• **Exercise details**:
Pictures in the material below are to be left out, and only the lines from the line with "Target: red car" up to and including the line with "written like (77,358)." are to be written out exactly.

╭──

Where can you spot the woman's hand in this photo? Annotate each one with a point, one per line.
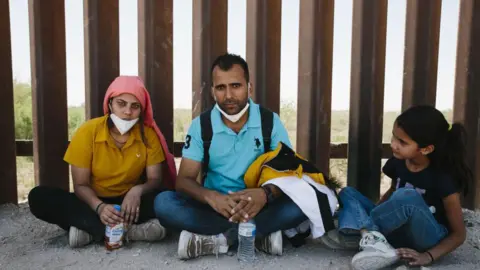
(413, 257)
(109, 216)
(131, 205)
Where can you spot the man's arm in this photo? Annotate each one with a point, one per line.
(187, 183)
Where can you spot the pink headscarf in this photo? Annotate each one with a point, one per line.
(134, 85)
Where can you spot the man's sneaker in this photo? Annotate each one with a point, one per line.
(149, 231)
(193, 245)
(78, 238)
(336, 240)
(376, 253)
(272, 244)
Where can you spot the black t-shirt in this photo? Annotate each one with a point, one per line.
(432, 184)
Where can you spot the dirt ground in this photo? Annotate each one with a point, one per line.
(27, 243)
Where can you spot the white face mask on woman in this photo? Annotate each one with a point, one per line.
(123, 126)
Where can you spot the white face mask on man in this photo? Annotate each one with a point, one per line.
(235, 117)
(123, 126)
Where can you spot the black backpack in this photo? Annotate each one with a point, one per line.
(266, 117)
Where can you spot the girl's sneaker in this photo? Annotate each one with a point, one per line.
(376, 253)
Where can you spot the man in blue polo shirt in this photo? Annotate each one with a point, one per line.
(208, 215)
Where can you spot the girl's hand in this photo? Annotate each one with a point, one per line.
(413, 257)
(108, 215)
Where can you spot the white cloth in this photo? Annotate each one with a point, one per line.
(302, 194)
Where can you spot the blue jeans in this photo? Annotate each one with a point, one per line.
(404, 219)
(178, 211)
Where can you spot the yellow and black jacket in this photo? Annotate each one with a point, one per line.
(280, 162)
(284, 162)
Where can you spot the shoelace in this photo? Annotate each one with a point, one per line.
(369, 239)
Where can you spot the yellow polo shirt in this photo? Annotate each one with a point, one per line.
(114, 170)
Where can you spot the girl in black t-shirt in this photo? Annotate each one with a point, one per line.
(420, 214)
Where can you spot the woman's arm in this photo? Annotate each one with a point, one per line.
(457, 235)
(82, 188)
(154, 178)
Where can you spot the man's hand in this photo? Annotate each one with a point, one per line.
(413, 257)
(222, 204)
(249, 203)
(131, 205)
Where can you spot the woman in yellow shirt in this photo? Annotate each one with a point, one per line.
(108, 156)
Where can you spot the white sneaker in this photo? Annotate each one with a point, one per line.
(149, 231)
(272, 244)
(376, 253)
(78, 238)
(193, 245)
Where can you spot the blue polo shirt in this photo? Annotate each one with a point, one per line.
(230, 153)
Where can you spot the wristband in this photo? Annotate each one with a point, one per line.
(98, 206)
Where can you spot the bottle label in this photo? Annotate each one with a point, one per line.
(114, 234)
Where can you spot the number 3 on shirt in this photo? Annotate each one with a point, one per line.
(187, 141)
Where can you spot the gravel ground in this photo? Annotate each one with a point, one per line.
(28, 243)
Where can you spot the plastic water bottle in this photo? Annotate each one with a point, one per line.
(114, 234)
(246, 241)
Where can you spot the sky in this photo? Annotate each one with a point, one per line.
(182, 40)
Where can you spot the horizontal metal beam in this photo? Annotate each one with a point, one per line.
(337, 151)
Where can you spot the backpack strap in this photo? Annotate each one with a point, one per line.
(266, 117)
(207, 134)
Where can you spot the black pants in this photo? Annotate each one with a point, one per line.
(65, 209)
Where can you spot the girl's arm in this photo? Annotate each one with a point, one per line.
(387, 194)
(457, 235)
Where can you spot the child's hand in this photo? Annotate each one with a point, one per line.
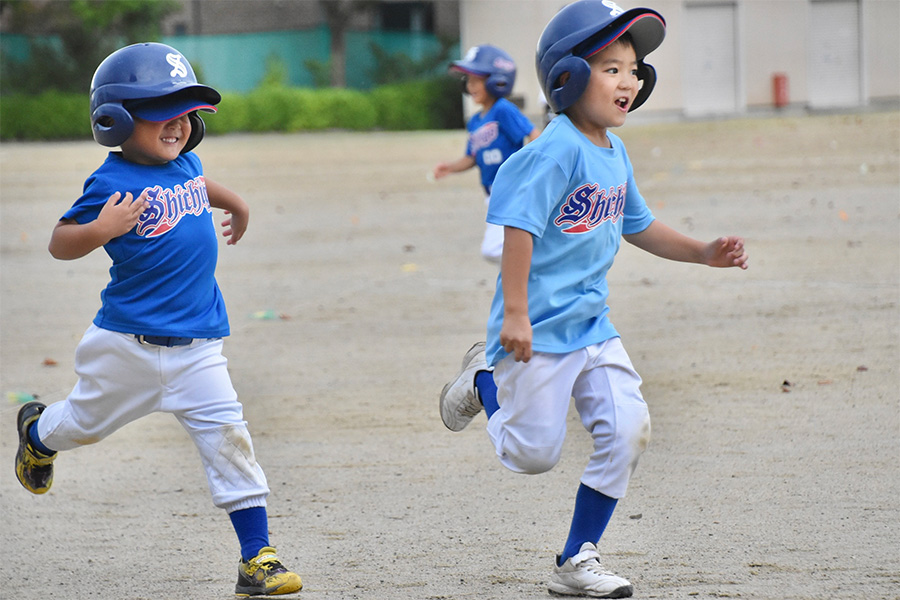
(515, 337)
(235, 226)
(727, 252)
(118, 218)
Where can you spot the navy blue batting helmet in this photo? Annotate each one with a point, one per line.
(584, 28)
(490, 62)
(147, 78)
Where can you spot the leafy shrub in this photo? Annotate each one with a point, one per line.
(424, 104)
(51, 115)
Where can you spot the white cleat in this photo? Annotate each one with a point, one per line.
(583, 575)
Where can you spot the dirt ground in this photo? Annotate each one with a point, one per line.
(773, 469)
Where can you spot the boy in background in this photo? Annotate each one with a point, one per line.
(566, 201)
(155, 345)
(495, 132)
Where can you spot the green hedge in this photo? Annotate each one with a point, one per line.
(427, 104)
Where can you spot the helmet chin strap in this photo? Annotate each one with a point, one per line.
(647, 76)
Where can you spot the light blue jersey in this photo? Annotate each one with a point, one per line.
(162, 280)
(577, 200)
(494, 136)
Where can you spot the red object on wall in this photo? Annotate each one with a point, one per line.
(780, 90)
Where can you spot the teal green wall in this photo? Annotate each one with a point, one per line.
(238, 62)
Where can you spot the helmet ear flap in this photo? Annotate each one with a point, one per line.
(111, 124)
(647, 75)
(563, 95)
(198, 129)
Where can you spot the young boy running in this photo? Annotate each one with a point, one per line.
(495, 132)
(155, 345)
(565, 202)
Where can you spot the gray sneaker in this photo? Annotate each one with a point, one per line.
(459, 398)
(583, 575)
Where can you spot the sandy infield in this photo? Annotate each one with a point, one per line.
(773, 468)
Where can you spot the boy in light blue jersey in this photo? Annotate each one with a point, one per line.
(495, 132)
(565, 202)
(155, 345)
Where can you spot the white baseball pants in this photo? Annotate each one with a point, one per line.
(529, 429)
(121, 380)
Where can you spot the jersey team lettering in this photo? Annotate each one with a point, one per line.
(168, 206)
(589, 206)
(484, 136)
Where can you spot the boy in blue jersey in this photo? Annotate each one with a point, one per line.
(566, 201)
(155, 345)
(495, 132)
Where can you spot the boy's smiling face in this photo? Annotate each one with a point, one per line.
(611, 89)
(156, 143)
(477, 90)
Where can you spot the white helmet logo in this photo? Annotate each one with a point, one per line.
(178, 68)
(614, 9)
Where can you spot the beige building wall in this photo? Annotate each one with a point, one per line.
(770, 37)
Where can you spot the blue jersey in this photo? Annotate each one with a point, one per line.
(576, 199)
(494, 136)
(162, 278)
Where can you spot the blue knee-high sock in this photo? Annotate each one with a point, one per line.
(252, 527)
(35, 440)
(487, 391)
(592, 513)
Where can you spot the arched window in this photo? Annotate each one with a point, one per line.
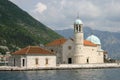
(69, 47)
(36, 61)
(52, 50)
(46, 61)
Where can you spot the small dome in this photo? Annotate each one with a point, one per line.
(78, 21)
(94, 39)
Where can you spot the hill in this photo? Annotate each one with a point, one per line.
(110, 40)
(18, 29)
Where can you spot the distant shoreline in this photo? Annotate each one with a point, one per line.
(63, 67)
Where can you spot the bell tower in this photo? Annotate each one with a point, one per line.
(78, 41)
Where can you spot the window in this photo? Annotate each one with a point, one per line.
(23, 62)
(36, 61)
(69, 47)
(14, 61)
(46, 61)
(52, 50)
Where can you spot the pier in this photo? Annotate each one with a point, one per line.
(63, 67)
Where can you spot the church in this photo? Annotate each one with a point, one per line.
(77, 50)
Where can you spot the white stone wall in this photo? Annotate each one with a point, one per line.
(66, 52)
(92, 54)
(15, 60)
(41, 61)
(58, 52)
(30, 61)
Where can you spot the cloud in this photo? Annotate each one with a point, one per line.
(40, 7)
(61, 14)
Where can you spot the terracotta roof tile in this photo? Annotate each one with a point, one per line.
(32, 50)
(57, 42)
(63, 40)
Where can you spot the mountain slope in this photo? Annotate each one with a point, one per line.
(110, 40)
(19, 29)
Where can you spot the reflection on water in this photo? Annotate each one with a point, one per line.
(80, 74)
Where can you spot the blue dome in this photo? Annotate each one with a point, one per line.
(78, 21)
(94, 39)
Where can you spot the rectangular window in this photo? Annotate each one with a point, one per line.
(36, 61)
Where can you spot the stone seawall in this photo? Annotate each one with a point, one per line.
(63, 67)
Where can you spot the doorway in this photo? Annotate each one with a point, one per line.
(69, 60)
(87, 60)
(23, 62)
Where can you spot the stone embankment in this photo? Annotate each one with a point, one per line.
(63, 67)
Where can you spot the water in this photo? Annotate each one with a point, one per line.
(80, 74)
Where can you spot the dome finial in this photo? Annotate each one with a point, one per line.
(78, 16)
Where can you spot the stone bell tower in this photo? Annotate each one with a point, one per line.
(78, 41)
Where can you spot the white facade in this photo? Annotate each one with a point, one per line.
(78, 50)
(29, 61)
(32, 60)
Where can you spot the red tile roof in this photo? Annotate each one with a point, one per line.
(32, 50)
(57, 42)
(63, 40)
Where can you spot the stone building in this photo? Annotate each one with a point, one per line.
(32, 57)
(77, 50)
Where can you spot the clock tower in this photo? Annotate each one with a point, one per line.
(79, 41)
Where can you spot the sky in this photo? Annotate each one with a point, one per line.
(60, 14)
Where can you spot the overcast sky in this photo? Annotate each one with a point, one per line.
(61, 14)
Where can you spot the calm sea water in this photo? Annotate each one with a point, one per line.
(80, 74)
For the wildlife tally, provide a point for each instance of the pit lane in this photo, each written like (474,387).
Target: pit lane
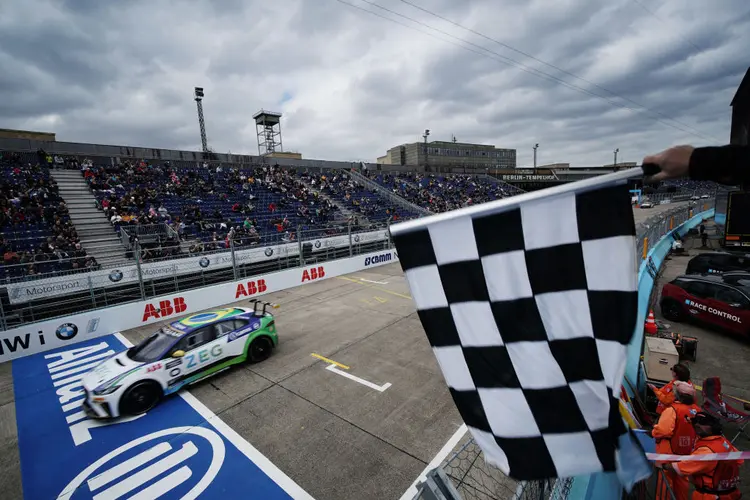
(720,354)
(332,435)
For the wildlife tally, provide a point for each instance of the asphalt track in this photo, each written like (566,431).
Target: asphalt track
(321,408)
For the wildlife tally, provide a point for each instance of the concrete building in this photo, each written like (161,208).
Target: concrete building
(740,133)
(447,155)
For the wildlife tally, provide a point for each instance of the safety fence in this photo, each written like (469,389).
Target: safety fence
(30,299)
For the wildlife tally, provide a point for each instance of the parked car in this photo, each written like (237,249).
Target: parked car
(721,301)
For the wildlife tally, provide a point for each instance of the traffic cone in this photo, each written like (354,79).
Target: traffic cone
(651,328)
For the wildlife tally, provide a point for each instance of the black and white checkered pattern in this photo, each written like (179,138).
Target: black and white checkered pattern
(529,313)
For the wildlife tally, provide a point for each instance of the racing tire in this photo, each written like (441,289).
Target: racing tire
(140,398)
(672,311)
(259,350)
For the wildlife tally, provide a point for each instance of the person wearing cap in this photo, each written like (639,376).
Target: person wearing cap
(675,435)
(665,395)
(713,479)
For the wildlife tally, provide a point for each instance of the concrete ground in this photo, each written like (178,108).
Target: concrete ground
(720,354)
(335,437)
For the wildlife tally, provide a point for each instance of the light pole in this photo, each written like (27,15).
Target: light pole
(199,101)
(426,158)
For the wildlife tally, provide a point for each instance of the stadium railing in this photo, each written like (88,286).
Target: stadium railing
(399,201)
(465,475)
(141,279)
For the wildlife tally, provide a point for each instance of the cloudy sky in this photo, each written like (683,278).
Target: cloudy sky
(352,84)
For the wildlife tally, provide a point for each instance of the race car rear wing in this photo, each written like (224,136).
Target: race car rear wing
(265,305)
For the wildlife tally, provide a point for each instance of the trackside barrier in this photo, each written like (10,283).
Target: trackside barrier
(52,334)
(606,486)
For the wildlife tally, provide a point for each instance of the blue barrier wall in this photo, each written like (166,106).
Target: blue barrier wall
(607,486)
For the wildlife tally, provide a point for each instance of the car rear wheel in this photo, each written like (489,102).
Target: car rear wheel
(259,350)
(671,310)
(140,398)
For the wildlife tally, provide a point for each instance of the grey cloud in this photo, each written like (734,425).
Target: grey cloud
(360,84)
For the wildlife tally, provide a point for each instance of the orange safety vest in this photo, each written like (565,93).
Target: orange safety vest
(725,477)
(683,438)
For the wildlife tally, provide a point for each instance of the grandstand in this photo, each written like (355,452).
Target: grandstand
(68,216)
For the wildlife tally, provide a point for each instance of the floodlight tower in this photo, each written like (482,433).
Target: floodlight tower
(201,122)
(268,128)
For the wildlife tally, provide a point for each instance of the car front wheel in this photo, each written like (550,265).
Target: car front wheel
(671,310)
(259,350)
(140,398)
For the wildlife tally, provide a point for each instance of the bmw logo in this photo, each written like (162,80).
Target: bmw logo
(66,331)
(200,318)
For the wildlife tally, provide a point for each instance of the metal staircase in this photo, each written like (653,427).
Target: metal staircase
(387,193)
(97,235)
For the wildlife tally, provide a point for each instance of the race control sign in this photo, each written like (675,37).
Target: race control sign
(177,450)
(27,291)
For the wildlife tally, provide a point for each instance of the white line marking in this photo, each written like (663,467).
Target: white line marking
(444,452)
(379,388)
(261,461)
(376,282)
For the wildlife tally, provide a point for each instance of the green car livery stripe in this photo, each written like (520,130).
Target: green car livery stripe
(202,319)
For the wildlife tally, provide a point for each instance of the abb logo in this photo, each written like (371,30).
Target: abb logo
(166,308)
(252,287)
(313,274)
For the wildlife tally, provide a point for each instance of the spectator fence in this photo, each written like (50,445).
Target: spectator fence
(30,299)
(466,476)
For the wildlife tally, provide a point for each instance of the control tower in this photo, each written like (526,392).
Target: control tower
(268,127)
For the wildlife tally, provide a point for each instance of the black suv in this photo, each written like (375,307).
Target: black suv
(723,301)
(718,263)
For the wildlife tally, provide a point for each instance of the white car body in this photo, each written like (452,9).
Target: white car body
(106,384)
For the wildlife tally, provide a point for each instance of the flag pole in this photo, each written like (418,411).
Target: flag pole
(510,203)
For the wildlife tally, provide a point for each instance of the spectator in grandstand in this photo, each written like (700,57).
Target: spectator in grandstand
(724,164)
(31,209)
(665,395)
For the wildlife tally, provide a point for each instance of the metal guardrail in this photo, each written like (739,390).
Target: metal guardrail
(465,475)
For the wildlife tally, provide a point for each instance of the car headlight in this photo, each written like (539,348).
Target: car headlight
(103,391)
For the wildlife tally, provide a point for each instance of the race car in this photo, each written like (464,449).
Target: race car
(719,300)
(181,353)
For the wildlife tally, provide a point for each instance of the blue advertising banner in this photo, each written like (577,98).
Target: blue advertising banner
(171,452)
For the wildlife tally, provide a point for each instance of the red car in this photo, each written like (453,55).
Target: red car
(722,301)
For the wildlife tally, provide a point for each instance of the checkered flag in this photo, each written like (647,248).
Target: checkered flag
(529,304)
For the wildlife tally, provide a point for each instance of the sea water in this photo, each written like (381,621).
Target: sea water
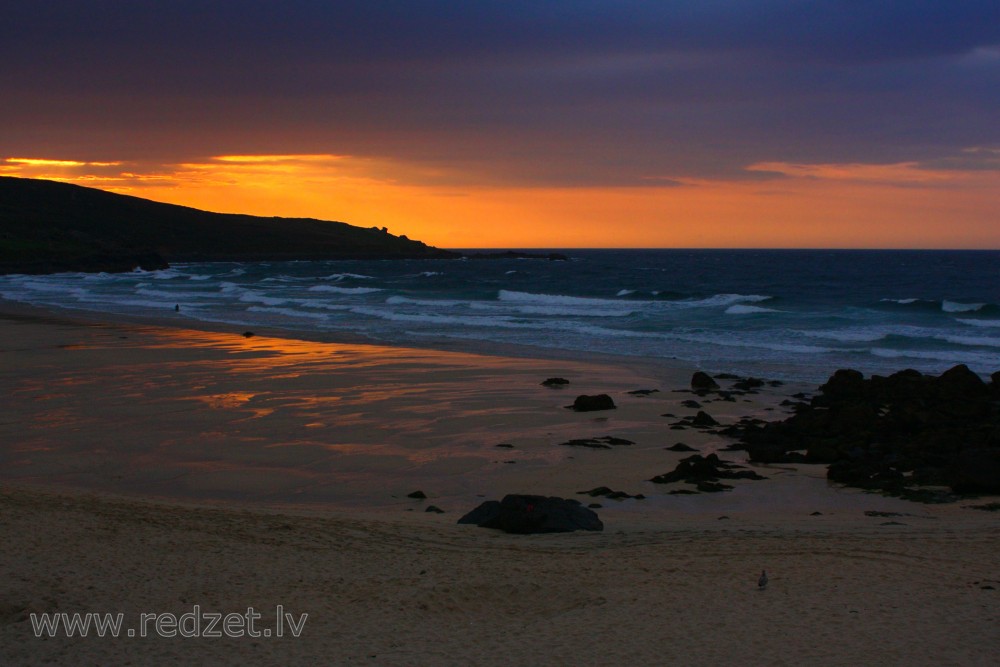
(780,314)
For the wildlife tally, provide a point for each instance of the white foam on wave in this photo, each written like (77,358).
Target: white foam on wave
(974,341)
(337,277)
(510,296)
(741,309)
(848,335)
(444,303)
(719,300)
(290,312)
(435,318)
(978,359)
(344,290)
(575,311)
(980,323)
(176,295)
(164,274)
(256,297)
(316,303)
(956,307)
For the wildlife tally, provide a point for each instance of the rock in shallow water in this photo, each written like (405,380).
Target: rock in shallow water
(526,514)
(584,403)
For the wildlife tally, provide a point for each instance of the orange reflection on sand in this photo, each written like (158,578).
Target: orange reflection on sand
(231,400)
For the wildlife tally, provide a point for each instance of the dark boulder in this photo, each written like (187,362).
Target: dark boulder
(584,403)
(603,442)
(701,381)
(703,420)
(977,471)
(526,514)
(892,434)
(697,468)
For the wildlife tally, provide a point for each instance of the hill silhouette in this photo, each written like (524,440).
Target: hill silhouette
(47,226)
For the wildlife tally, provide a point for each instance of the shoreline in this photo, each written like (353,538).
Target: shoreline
(150,469)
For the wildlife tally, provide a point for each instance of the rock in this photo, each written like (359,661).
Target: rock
(892,434)
(526,514)
(701,381)
(748,384)
(604,442)
(697,468)
(703,420)
(712,487)
(608,493)
(977,471)
(584,403)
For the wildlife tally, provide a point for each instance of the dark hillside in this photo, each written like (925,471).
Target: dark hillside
(47,226)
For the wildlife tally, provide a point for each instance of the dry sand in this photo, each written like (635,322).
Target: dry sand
(149,469)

╰──

• **Expected output**:
Target: red car
(722,301)
For the wildlife tally, provide a point for each instance of the checkered flag in this photo, each written like (647,248).
Target: checkered flag
(529,304)
For the wildlife tally, provide a point for each instance of the sea water in this photo, each written like (381,621).
Target: sea water
(780,314)
For the wildlife tally, provide a point for each instance of the white foam on wave in this photo, each written like (77,358).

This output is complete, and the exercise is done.